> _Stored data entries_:

== Segment start ==

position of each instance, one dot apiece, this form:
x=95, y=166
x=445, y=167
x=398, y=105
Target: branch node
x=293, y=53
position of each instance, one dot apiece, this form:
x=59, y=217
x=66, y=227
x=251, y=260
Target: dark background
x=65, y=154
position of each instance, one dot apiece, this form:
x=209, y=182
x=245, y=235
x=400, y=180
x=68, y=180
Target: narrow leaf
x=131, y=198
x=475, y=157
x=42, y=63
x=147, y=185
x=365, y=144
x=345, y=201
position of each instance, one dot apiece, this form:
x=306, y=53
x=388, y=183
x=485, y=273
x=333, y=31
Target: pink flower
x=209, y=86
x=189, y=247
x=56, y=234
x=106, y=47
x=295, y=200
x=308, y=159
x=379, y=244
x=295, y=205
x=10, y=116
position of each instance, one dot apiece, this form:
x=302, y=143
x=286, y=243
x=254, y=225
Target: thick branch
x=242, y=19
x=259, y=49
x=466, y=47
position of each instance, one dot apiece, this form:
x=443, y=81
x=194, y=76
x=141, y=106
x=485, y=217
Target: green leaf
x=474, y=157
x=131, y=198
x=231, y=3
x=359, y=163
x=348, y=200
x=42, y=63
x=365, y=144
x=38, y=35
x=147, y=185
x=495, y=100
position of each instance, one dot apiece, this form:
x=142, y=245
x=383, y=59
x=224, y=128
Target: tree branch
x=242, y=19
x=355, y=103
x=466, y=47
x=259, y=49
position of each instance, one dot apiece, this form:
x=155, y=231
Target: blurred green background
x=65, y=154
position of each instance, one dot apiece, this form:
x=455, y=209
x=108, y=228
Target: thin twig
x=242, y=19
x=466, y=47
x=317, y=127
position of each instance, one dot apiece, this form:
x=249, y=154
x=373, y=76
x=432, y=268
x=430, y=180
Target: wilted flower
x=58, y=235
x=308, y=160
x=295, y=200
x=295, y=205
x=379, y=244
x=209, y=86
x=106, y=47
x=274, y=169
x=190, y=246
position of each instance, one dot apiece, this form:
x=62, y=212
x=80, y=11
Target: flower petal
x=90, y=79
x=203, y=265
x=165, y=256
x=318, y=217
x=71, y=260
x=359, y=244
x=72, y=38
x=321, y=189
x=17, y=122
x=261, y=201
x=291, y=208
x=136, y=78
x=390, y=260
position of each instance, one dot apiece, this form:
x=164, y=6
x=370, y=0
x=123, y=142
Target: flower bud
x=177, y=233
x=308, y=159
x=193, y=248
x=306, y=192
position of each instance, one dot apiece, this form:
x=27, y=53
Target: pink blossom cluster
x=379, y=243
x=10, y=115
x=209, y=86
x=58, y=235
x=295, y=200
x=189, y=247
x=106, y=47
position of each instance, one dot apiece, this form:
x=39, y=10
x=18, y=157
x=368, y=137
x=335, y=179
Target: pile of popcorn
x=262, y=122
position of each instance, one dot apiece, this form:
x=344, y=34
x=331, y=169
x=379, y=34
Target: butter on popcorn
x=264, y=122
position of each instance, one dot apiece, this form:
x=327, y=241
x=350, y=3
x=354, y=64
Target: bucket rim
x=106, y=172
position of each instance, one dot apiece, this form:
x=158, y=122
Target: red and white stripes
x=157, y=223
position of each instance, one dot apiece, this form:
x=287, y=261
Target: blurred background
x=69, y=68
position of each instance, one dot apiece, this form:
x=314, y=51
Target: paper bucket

== Segment end ==

> _Aim of the task_: Your answer should be the lines from the one containing "x=331, y=169" to the end of the entries above, restated exactly and alone.

> _Expected answer_:
x=331, y=169
x=379, y=34
Target: butter on popcorn
x=264, y=122
position of each instance, one dot apiece, this form:
x=327, y=241
x=350, y=3
x=354, y=64
Target: bucket rim
x=106, y=172
position of each instance, one dot apiece, this form:
x=158, y=122
Target: red and white stripes
x=157, y=223
position of each instance, one dot apiece, this form:
x=287, y=261
Target: blurred background
x=69, y=68
position of each instance, one dot apiece, this form:
x=314, y=51
Target: paper bucket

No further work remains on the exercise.